Stated goal: Return every entry exactly.
>> BEGIN The input
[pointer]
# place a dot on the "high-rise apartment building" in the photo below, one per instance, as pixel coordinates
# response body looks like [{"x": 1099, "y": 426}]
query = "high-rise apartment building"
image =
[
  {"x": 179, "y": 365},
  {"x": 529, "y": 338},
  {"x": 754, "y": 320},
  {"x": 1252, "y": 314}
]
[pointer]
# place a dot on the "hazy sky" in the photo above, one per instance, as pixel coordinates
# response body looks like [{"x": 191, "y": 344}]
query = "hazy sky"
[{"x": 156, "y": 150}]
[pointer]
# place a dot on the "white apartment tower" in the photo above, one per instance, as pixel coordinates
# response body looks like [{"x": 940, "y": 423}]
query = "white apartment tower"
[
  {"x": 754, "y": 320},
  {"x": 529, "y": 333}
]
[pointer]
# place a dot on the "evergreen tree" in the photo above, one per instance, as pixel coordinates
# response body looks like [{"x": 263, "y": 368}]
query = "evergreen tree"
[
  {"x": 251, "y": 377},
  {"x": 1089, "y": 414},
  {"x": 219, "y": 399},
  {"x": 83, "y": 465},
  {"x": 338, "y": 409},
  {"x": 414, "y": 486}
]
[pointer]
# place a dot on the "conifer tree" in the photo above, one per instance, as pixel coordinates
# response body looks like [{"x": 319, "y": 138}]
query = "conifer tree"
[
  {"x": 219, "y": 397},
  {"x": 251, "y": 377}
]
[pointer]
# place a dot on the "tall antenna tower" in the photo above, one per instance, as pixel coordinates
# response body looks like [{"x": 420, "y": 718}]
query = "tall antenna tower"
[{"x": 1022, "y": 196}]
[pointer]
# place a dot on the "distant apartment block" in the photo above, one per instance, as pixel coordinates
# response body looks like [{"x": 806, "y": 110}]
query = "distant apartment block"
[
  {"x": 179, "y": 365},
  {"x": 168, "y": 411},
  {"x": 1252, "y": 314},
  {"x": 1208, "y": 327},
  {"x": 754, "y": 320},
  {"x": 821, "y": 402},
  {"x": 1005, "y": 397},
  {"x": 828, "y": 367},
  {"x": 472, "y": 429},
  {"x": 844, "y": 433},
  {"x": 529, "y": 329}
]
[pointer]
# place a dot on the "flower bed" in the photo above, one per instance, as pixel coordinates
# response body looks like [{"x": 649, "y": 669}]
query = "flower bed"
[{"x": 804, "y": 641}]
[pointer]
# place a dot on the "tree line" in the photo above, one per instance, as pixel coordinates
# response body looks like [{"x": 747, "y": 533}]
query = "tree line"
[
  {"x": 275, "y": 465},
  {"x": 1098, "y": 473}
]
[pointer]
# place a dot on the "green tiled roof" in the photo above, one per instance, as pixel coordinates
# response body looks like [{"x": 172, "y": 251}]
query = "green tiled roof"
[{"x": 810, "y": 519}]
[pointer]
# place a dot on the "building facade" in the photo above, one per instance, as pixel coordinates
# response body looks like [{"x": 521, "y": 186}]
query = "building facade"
>> END The input
Result:
[pointer]
# place a dot on the "high-rise apartment building" in the photo below, one per instance, as pixel coordinates
# response body looks like [{"x": 1099, "y": 426}]
query = "high-rise apartment building"
image =
[
  {"x": 179, "y": 365},
  {"x": 529, "y": 338},
  {"x": 754, "y": 320},
  {"x": 1252, "y": 314}
]
[pointer]
# place a dot on the "hazy sky" in the photo above, one per instance, as pixel coordinates
# response body looks like [{"x": 191, "y": 344}]
query = "hazy sky"
[{"x": 156, "y": 150}]
[pointer]
# place a dot on the "white apartment tower" in the photo above, one per instance, as pixel coordinates
# response body looks like [{"x": 940, "y": 423}]
query = "white apartment tower"
[
  {"x": 754, "y": 320},
  {"x": 529, "y": 333}
]
[pointer]
# place a dot on the "evergreen tree" in the photo above, one per instance, as pixel coordinates
# response body looks like [{"x": 263, "y": 368}]
query = "evergreen tree"
[
  {"x": 251, "y": 377},
  {"x": 1089, "y": 414},
  {"x": 219, "y": 399},
  {"x": 83, "y": 465},
  {"x": 338, "y": 409},
  {"x": 414, "y": 486}
]
[pointer]
# place a dot on the "conifer tree" in the photo above, one per instance, as pixel coordinates
# response body looks like [{"x": 319, "y": 138}]
query = "conifer tree"
[
  {"x": 219, "y": 397},
  {"x": 251, "y": 377}
]
[pointer]
# place a dot on the "tall antenna tower" in the photo above, one per instance, as pixel coordinates
# response body looks like [{"x": 420, "y": 718}]
query = "tall antenna tower"
[{"x": 1022, "y": 196}]
[pointer]
# place a dot on the "distant apartment block" in the photo above, one per instance, as pixel coordinates
# response body looks like [{"x": 806, "y": 110}]
query = "distant apartment block"
[
  {"x": 179, "y": 365},
  {"x": 168, "y": 411},
  {"x": 1252, "y": 314},
  {"x": 1208, "y": 327},
  {"x": 754, "y": 320},
  {"x": 821, "y": 402},
  {"x": 1005, "y": 397},
  {"x": 828, "y": 367},
  {"x": 472, "y": 429},
  {"x": 844, "y": 433},
  {"x": 529, "y": 329}
]
[pointer]
# place a dot on the "flower bed" in the photo above, one per instance, as pixel coordinates
# response body looks like [{"x": 649, "y": 669}]
query = "flower bed"
[{"x": 804, "y": 641}]
[pointer]
# place a dot on the "tree line" in the photo above, one per instance, as pixel coordinates
# response body looks like [{"x": 747, "y": 533}]
query = "tree line"
[
  {"x": 275, "y": 465},
  {"x": 1098, "y": 473}
]
[pointer]
# place a dot on the "green tiled roof" in the photo above, one per instance, as pixel coordinates
# response body looks like [{"x": 172, "y": 251}]
query = "green tiled roof"
[{"x": 810, "y": 519}]
[pointer]
# place a dot on the "building facade" in the photo above, one per instance, as pixel coordinates
# response body looks like [{"x": 521, "y": 186}]
query = "building facade"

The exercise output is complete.